• **WHAT TO DO**:
Reproduce the records below exactly, leaving out any pictures.

(Natural language region descriptions)
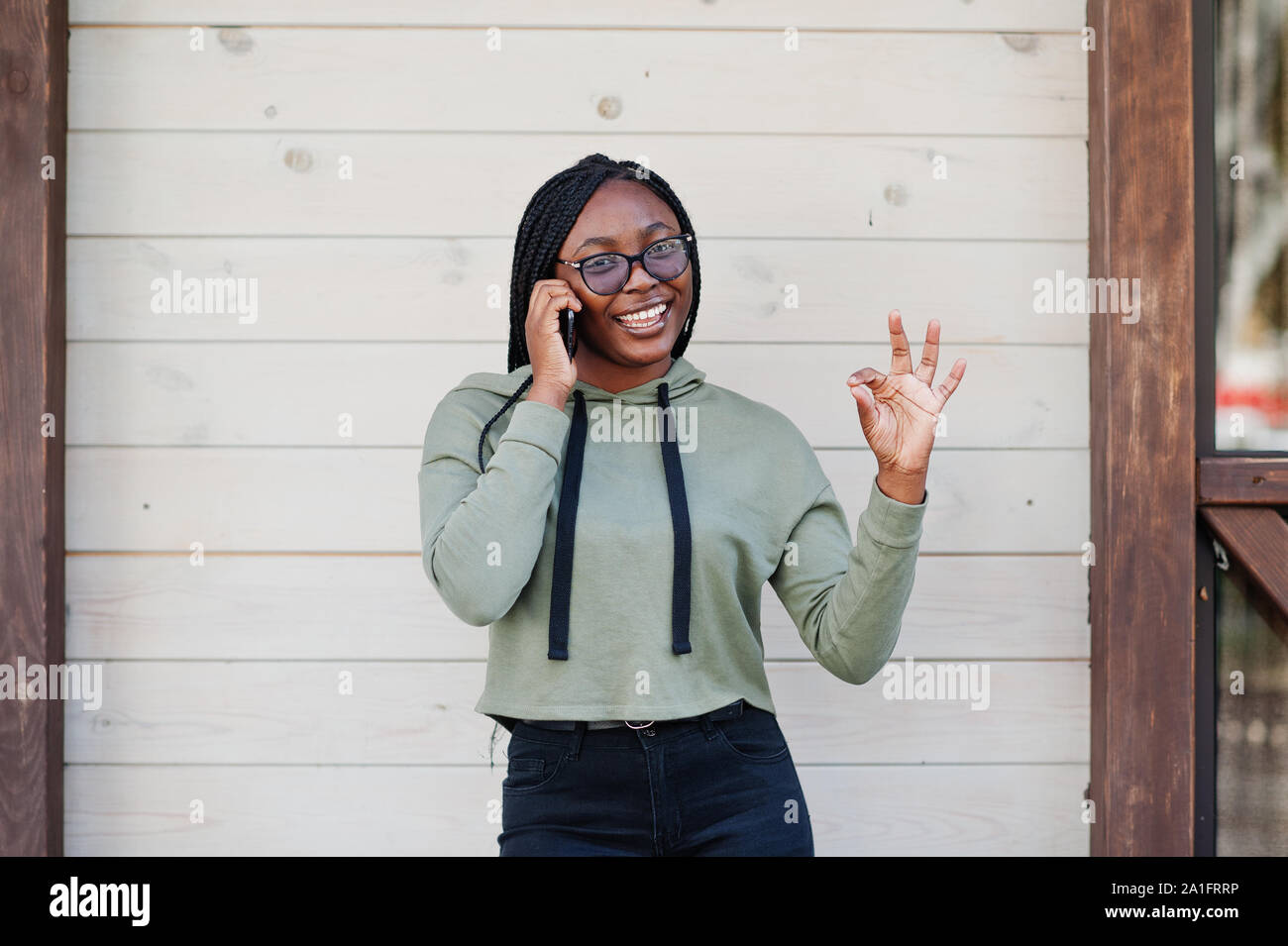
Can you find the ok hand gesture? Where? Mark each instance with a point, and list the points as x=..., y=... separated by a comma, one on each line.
x=898, y=411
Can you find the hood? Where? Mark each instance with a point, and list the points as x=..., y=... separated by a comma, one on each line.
x=682, y=379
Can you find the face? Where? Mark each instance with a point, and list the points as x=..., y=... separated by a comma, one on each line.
x=625, y=216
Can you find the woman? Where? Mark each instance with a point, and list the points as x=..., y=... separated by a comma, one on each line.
x=617, y=545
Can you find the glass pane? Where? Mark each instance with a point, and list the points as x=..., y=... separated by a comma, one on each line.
x=1250, y=130
x=1252, y=725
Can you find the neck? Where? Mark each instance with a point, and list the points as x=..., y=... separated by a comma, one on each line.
x=612, y=377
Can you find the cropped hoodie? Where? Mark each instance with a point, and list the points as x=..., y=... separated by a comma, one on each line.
x=617, y=549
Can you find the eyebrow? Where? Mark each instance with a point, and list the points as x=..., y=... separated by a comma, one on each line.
x=612, y=241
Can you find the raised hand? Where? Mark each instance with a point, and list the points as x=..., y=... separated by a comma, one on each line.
x=898, y=411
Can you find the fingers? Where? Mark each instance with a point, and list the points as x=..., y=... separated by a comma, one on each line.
x=901, y=353
x=866, y=376
x=954, y=376
x=928, y=354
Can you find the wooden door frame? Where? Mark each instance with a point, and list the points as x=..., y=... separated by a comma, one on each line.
x=1158, y=484
x=33, y=417
x=1142, y=429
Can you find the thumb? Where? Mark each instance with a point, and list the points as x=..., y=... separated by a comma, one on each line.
x=867, y=407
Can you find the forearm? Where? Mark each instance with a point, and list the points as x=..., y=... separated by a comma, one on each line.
x=481, y=542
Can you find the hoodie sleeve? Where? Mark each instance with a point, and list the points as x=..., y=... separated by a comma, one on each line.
x=481, y=534
x=848, y=600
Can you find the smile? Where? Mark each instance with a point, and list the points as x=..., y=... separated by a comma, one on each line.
x=645, y=319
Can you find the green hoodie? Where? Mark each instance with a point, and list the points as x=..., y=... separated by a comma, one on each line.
x=741, y=495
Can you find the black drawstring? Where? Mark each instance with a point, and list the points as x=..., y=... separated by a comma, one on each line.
x=681, y=525
x=566, y=527
x=561, y=581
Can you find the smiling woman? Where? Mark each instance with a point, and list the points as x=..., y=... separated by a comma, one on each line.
x=621, y=584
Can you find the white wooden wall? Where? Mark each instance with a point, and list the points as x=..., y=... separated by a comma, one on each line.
x=810, y=167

• **YOUR SOLUTION**:
Can you find the ok hand gesture? Where? Mark each instance with a point, and list the points as x=..., y=... separated by a comma, one on each line.
x=898, y=411
Can you find the hood? Where? Mark each instance with a point, and list the points as x=..., y=... separated by a comma, one on each line.
x=682, y=379
Can you find the face? Where? Mark each instance with a point, and list the points as x=..., y=... separated by a comma, one on each line.
x=625, y=216
Can you find the woman? Where? Mark each instance with a point, and list the points as x=..., y=... separated by a comma, one on each line.
x=617, y=545
Can you find the glass pane? Where? Mark each instance with a point, and list the points as x=..., y=... separated by a comma, one on each line.
x=1250, y=130
x=1252, y=725
Can you find the neck? Where? Mark each instance with a point, and list the points as x=..., y=... separated by a comma, one on each line.
x=612, y=377
Can you find the cropped hoodie? Where? Mark each instance with a point, and list the points as x=..., y=... separated by a comma, one on each line.
x=617, y=549
Can you find the eyebrow? Where? Mark each instance with a point, and list the points as x=..., y=... separated by a comma, one on each line.
x=612, y=241
Can you find the raised hand? Where? Mark each instance with a point, and list the points as x=..., y=... separated by a comma, one on each line.
x=898, y=411
Can you find the fingers? Where? Mark each instance with a point, and list the points as x=..., y=... separated by a comma, one on each line.
x=901, y=353
x=866, y=376
x=954, y=376
x=928, y=354
Can you find the wooden door frame? Where? Mark each instance with a point, and list the points as x=..., y=... separated by a comma, one on each line.
x=1158, y=484
x=33, y=417
x=1142, y=429
Can you find the thumb? Where? Mark each instance with a point, and list the points as x=..., y=... separated by a comma, one on each line.
x=867, y=407
Can you find the forearm? Where? Mark each instance with a point, and list the points as x=..., y=... separated by a comma, one on each line.
x=481, y=542
Can you find the hoodie sleeve? Where? Mark each instance with a point, and list the points as x=..., y=... separated by a comma, one on each line.
x=481, y=534
x=848, y=600
Can you find the smile? Where? Mark each instance with a point, and list the points as x=..., y=... separated by a comma, one on each line.
x=645, y=319
Can you find the green hoodie? Where? Mark each instance with a point, and list the points as x=..., y=... separated by a comma, one on each line.
x=741, y=495
Can you find the black drawstring? Where? Mark each instance with a point, and list the points as x=..., y=... separated by a comma, one on each line.
x=681, y=525
x=566, y=527
x=561, y=581
Can you find the smiling woman? Where? Mark each instance with a point, and list the points as x=..., y=... separated by a comma, one on each line.
x=621, y=584
Can you find the white wooden wall? Where? Mark each instance with a point, and list the points as x=..., y=... separated by a comma, one on each line.
x=810, y=167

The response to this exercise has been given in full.